[START Given passage]

Republicans and their stenographers in the corporate media are peeing their pants with excitement over the new and improved "permanent GOP majority" that Karl Rove promised them. Only this superficial, backwards looking analysis is completely wrong. "You mean the corporate media got the story wrong?" You're stunned, I'm sure.
Political scientists look at the same data and say "one of these things is not like the other." You see, their job is to project future trends from the actual scientific data. Reid Wilson, writing at the National Journal has the best analysis I have come across so far. Don't Believe the Reapportionment Hype (emphasis mine):
[A]lthough the media says the population shifts indicate a change in the partisan balance of power, the real story is far more complex. No one should believe that Democrats have had their heads handed to them this decade.
Instead, the reapportionment process foretells a changing dynamic of American politics, one in which minority voters will play an increasingly important and influential role. The eight states that will gain House seats this year appear to give Republicans an advantage, but, in truth, the redistricting playing field is far more level.

[END Given passage]
[START Dataset content]

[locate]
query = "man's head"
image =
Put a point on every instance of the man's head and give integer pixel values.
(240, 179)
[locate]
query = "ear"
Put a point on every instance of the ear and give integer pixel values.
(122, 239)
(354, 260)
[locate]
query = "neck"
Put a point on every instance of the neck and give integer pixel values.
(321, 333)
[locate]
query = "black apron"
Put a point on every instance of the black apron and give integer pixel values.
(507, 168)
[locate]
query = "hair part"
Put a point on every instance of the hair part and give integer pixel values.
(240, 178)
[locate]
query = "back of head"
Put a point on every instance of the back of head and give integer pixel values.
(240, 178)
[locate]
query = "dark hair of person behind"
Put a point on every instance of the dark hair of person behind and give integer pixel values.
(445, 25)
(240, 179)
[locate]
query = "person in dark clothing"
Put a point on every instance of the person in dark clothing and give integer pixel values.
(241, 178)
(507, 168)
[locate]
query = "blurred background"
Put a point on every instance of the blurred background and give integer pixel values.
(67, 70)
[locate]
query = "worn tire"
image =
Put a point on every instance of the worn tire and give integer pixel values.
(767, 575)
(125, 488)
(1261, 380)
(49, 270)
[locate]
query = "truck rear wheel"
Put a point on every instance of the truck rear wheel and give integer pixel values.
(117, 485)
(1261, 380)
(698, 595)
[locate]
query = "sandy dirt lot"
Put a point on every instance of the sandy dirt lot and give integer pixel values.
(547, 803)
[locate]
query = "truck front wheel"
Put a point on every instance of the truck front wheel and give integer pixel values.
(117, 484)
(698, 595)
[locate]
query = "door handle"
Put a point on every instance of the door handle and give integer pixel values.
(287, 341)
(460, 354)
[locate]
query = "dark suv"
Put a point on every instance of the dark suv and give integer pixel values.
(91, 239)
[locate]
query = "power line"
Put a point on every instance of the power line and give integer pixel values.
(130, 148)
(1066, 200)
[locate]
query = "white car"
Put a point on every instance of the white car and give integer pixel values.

[END Dataset content]

### Instructions to follow:
In the passage about reapportionment, how many states will gain House seats this year?

### Answer below:
Eight states.